-- Start of EXERCISE DATA --
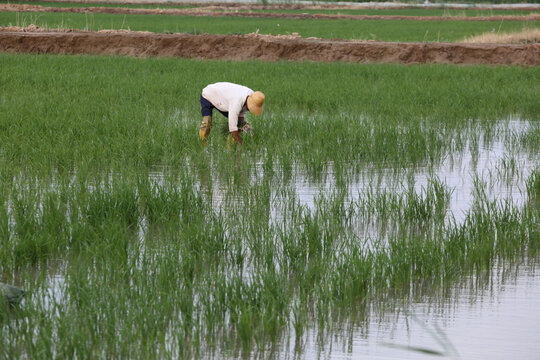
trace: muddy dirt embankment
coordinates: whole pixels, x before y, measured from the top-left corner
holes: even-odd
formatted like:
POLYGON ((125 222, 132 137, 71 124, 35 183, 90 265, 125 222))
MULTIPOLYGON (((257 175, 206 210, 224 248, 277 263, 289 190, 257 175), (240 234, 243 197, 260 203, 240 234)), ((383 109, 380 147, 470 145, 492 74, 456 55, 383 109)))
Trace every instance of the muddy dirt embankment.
-- End of EXERCISE DATA --
STATED GOAL
Rewrite the text of every item above with "muddy dirt embankment" replaced by "eroded earthen slope", keeping everything else the same. Leave the pictures out.

WRITTEN ANSWER
trace: eroded earthen slope
coordinates: whole pixels, x before y, measured from the top-left corner
holes: even-odd
formatted like:
POLYGON ((125 222, 132 137, 71 124, 35 183, 90 265, 125 222))
MULTIPOLYGON (((257 175, 206 210, 224 248, 277 263, 289 190, 257 175), (240 234, 243 197, 260 203, 240 234)), ((383 109, 380 147, 470 145, 492 74, 456 55, 383 109)))
Trace every instance of the eroded earthen slope.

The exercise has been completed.